### EXTRAIT DU TEXTE

Suite et fin de l'entretien que Vincent Pajot nous a accordé avant de recevoir les Verts ce dimanche après-midi.
Après un passage mitigé à Angers où tu as été plombé par une blessure avant d’être barré par la concurrence, tu t’éclates avec les Grenats depuis janvier dernier. C’est Anto qui t’a fait venir en Lorraine ?
Oui. Même s’il n’était pas présent physiquement, il manageait le club à distance. C’est lui qui m’a rapatrié d’Angers à Metz. Tout se passe bien pour moi en Lorraine, déjà parce que je suis moins blessé et parce que l’atmosphère est bonne. Tout se goupille bien, j’enchaîne les matches. On rentre dans un rythme, on calcule moins, on joue et on essaye de faire le maximum à chaque match. Après, il y a l’âge aussi. J’ai fêté mes trente ans cet été, j’ai beaucoup plus de recul.
Quand j’étais à Angers, ça s’était super bien passé pendant la prépa, mais lors de la deuxième journée je me suis cassé le coude et j’ai été absent quasiment six mois. Des joueurs jouaient à ma place, ils étaient performants. On ne peut pas reprocher aux gens de faire jouer des joueurs performants. Comme je l’ai dit quand je suis revenu jouer à Angers le week-end dernier, je n’ai aucune rancœur envers qui que ce soit au SCO. Dans ce club ça s’est mal goupillé pour moi, ça fait partie du jeu.
Entre le Fred Antonetti qui t’a lancé dans le monde pro à Rennes et celui qui t’entraîne aujourd’hui à Metz, as-tu noté des changements ?

######
### ENTRÉES DE DONNÉES

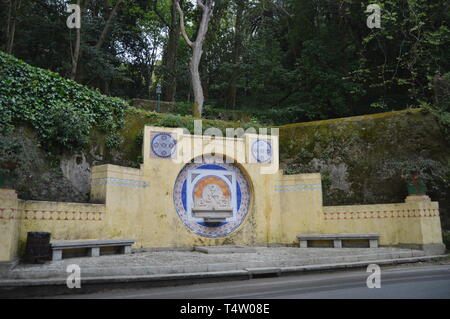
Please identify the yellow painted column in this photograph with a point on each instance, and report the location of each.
(9, 224)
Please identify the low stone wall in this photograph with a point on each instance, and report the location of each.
(413, 224)
(63, 220)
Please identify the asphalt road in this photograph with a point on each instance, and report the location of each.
(403, 283)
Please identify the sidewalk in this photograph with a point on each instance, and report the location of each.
(181, 267)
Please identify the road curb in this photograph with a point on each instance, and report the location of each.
(22, 288)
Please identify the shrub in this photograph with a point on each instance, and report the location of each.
(62, 111)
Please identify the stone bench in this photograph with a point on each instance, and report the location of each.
(338, 238)
(93, 246)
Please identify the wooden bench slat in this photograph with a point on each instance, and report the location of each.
(91, 243)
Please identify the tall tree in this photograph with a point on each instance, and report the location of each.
(197, 51)
(236, 55)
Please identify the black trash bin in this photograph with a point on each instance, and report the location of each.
(38, 247)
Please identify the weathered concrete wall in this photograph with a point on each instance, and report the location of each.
(347, 152)
(350, 154)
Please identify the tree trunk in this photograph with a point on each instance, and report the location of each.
(108, 25)
(232, 93)
(197, 51)
(197, 88)
(12, 25)
(76, 53)
(170, 57)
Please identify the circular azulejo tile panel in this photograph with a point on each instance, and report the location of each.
(214, 190)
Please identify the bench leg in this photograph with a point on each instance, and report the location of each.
(337, 243)
(303, 244)
(125, 250)
(94, 252)
(56, 255)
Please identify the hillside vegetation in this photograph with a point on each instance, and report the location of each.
(56, 130)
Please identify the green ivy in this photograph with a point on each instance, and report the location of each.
(61, 111)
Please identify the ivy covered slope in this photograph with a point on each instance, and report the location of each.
(355, 156)
(62, 112)
(56, 129)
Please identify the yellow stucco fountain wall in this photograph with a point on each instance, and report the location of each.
(139, 204)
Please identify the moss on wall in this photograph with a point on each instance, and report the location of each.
(350, 153)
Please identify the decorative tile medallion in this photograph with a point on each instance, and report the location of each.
(163, 145)
(262, 151)
(215, 188)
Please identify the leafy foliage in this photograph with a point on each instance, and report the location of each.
(61, 111)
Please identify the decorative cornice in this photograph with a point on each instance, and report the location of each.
(119, 182)
(298, 188)
(381, 214)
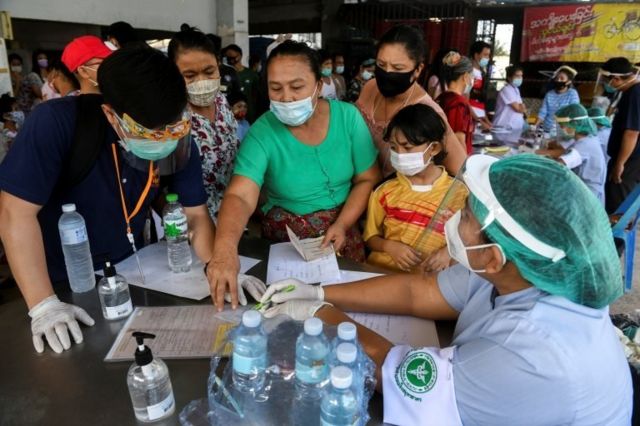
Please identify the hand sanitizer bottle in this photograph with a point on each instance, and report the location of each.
(113, 291)
(149, 384)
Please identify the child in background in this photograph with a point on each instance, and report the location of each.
(401, 209)
(239, 107)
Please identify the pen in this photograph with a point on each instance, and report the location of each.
(261, 305)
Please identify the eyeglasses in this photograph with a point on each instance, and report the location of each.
(177, 130)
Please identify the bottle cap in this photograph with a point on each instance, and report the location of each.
(313, 326)
(109, 270)
(251, 318)
(143, 354)
(346, 353)
(347, 331)
(341, 377)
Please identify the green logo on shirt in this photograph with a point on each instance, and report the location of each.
(417, 373)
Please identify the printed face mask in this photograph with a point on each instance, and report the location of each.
(392, 84)
(455, 245)
(203, 92)
(294, 113)
(409, 163)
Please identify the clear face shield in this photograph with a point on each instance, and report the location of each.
(169, 148)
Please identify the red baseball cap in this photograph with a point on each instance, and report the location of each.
(81, 49)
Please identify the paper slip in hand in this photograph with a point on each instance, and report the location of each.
(309, 248)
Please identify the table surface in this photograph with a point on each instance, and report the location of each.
(78, 387)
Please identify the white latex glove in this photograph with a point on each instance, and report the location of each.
(277, 292)
(299, 310)
(55, 319)
(253, 285)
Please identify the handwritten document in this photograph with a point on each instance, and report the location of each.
(153, 258)
(181, 332)
(309, 248)
(286, 262)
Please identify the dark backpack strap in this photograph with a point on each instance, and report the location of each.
(89, 138)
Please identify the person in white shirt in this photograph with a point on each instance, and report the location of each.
(510, 109)
(533, 342)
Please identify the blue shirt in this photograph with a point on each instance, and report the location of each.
(32, 168)
(532, 358)
(552, 102)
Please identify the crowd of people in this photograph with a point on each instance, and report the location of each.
(370, 165)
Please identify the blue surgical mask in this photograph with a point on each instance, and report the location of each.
(294, 113)
(150, 150)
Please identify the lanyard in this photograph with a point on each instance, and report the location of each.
(136, 210)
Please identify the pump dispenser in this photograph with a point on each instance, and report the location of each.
(113, 292)
(149, 383)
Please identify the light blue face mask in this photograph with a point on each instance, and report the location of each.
(294, 113)
(150, 150)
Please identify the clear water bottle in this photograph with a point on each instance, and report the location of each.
(176, 232)
(249, 353)
(339, 406)
(113, 292)
(75, 247)
(312, 356)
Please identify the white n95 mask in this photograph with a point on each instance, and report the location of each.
(294, 113)
(457, 249)
(203, 92)
(410, 163)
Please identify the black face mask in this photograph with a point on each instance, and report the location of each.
(559, 85)
(392, 84)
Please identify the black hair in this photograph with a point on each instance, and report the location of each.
(436, 66)
(216, 40)
(300, 49)
(324, 55)
(235, 97)
(143, 83)
(123, 32)
(420, 124)
(14, 57)
(34, 60)
(190, 38)
(477, 47)
(409, 37)
(58, 65)
(234, 47)
(512, 70)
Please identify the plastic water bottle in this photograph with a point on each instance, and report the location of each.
(312, 356)
(75, 247)
(249, 353)
(339, 406)
(176, 232)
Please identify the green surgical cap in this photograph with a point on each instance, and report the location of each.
(578, 119)
(597, 115)
(551, 203)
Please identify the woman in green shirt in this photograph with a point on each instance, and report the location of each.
(313, 158)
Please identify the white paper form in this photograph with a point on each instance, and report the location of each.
(181, 332)
(285, 262)
(309, 248)
(399, 329)
(153, 258)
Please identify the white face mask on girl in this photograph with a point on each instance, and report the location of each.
(457, 249)
(294, 113)
(410, 163)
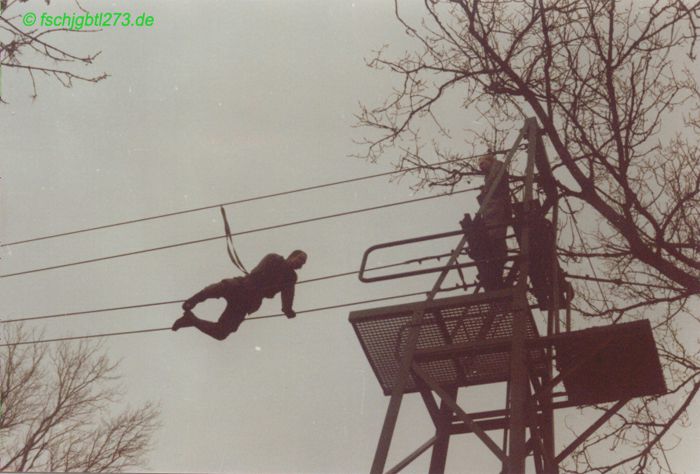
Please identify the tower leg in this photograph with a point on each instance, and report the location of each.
(438, 459)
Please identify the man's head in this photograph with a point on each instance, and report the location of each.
(485, 162)
(297, 259)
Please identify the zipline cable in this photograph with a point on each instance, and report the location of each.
(140, 331)
(162, 303)
(250, 231)
(239, 201)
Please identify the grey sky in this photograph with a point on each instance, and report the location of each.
(222, 100)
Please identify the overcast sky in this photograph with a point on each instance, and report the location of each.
(218, 101)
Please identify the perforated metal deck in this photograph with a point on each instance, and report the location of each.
(383, 332)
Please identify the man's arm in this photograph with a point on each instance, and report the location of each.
(288, 299)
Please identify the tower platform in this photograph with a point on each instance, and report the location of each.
(481, 321)
(466, 340)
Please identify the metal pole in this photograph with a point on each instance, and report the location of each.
(438, 458)
(406, 361)
(519, 374)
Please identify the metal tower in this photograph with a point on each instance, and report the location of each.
(437, 346)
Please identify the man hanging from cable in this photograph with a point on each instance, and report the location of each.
(274, 274)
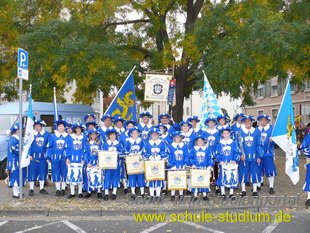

######

● **EXERCICES ÉCRITS**:
**a)** Extrayez de l'entretien avec Vincent Pajot le passage qui commence par « Quand j’étais à » et se poursuit jusqu'à « partie du jeu. ».
**b)** Dans l'entretien avec Vincent Pajot, quelle blessure le joueur a-t-il subie lors de la deuxième journée à Angers ?
Les enregistrements proviennent d'une autre source.

● **CORRIGÉS DES EXERCICES**:
**a)**
Quand j’étais à Angers, ça s’était super bien passé pendant la prépa, mais lors de la deuxième journée je me suis cassé le coude et j’ai été absent quasiment six mois. Des joueurs jouaient à ma place, ils étaient performants. On ne peut pas reprocher aux gens de faire jouer des joueurs performants. Comme je l’ai dit quand je suis revenu jouer à Angers le week-end dernier, je n’ai aucune rancœur envers qui que ce soit au SCO. Dans ce club ça s’est mal goupillé pour moi, ça fait partie du jeu.

**b)** Il s'est cassé le coude.